Mardi 27 juin, à l’occasion de la publication de leur rapport annuel sur les centres et lieux de rétention administrative, les six associations (Assfam, Forum-Réfugiés-Cosi, France Terre d’Asile, Cimade, Ordre de Malte, Solidarité Mayotte) habilitées à intervenir dans ces zones, ont annoncé qu’elles allaient interpeller le président de la République, le gouvernement et les parlementaires pour leur demander un « changement de cap ».


La moitié des enfermements en métropole

 

Elles dénoncent un usage « toujours massif et trop souvent abusif » de la rétention,destinée à enfermer, durant 45 jours maximum, un étranger qui fait l’objet d’une décision d’éloignement, dans l’attente de son expulsion.

En 2016, estime Jean-Claude Mas, secrétaire général de la Cimade, la France est restée « parmi les pays qui utilisent le plus la rétention », avec 45 937 étrangers enfermés dans les 24 centres de rétention administratives (CRA), ou les 26 locaux de rétention (situés dans des commissariats). Un rythme comparable à 2015 en dépit de l’adoption de la loi du 7 mars 2016 dite « relative aux droits des étrangers ».

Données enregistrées
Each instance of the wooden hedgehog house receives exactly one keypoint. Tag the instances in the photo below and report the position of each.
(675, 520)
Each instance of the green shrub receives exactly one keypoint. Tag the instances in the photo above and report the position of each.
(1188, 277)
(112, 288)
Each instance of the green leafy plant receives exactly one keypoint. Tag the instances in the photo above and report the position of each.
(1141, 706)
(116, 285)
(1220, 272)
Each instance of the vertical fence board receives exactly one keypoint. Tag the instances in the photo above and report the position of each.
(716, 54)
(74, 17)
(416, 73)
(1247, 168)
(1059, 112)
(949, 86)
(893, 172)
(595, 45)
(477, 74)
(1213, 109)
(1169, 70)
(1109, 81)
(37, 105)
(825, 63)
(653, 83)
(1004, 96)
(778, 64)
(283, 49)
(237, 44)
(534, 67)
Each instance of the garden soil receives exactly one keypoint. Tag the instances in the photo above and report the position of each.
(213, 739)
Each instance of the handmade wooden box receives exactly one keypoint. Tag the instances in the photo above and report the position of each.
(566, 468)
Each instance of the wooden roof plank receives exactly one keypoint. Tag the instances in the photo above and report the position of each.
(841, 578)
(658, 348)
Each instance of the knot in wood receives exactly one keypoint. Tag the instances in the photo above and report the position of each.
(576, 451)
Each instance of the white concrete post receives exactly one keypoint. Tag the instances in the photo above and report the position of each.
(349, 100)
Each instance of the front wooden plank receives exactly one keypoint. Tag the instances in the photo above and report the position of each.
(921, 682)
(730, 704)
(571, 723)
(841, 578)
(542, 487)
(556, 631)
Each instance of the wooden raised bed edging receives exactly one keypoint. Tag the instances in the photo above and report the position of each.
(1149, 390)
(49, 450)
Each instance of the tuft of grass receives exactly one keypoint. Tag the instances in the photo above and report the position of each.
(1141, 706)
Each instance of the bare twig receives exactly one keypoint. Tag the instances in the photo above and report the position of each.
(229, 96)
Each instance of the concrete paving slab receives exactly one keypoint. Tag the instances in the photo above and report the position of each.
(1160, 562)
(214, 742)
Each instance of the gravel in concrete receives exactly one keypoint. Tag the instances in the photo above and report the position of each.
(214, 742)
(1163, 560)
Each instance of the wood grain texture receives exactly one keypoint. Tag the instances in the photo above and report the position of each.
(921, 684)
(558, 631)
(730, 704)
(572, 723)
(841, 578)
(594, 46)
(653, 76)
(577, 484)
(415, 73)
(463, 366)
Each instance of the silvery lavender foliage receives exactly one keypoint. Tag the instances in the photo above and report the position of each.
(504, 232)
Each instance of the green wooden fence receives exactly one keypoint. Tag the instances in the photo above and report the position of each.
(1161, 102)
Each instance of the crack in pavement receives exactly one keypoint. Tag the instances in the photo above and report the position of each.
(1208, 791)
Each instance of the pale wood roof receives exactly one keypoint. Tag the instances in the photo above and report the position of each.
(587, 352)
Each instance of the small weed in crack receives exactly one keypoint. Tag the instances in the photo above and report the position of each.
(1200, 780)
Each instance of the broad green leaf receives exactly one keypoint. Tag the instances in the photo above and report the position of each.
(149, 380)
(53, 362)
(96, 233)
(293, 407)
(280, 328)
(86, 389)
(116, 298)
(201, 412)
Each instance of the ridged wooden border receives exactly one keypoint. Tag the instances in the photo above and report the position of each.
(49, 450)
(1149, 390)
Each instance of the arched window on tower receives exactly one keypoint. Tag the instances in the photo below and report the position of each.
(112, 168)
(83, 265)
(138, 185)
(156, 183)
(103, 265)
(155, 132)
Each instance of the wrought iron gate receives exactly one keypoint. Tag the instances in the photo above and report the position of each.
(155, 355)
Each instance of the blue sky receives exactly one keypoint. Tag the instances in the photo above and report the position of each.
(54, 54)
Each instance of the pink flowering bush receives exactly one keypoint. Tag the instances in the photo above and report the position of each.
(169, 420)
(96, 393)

Objectif de l’exercice:
Dans le texte sur la rétention administrative, renommez « président de la République » en « chef de l’État » et recopiez le passage depuis « Mardi 27 juin, à » jusqu’à « de son expulsion. » inclus. Les items enregistrés n’ont aucun rôle dans cet exercice.

Réponse attendue:
Mardi 27 juin, à l’occasion de la publication de leur rapport annuel sur les centres et lieux de rétention administrative, les six associations (Assfam, Forum-Réfugiés-Cosi, France Terre d’Asile, Cimade, Ordre de Malte, Solidarité Mayotte) habilitées à intervenir dans ces zones, ont annoncé qu’elles allaient interpeller le chef de l’État, le gouvernement et les parlementaires pour leur demander un « changement de cap ».


La moitié des enfermements en métropole

 

Elles dénoncent un usage « toujours massif et trop souvent abusif » de la rétention,destinée à enfermer, durant 45 jours maximum, un étranger qui fait l’objet d’une décision d’éloignement, dans l’attente de son expulsion.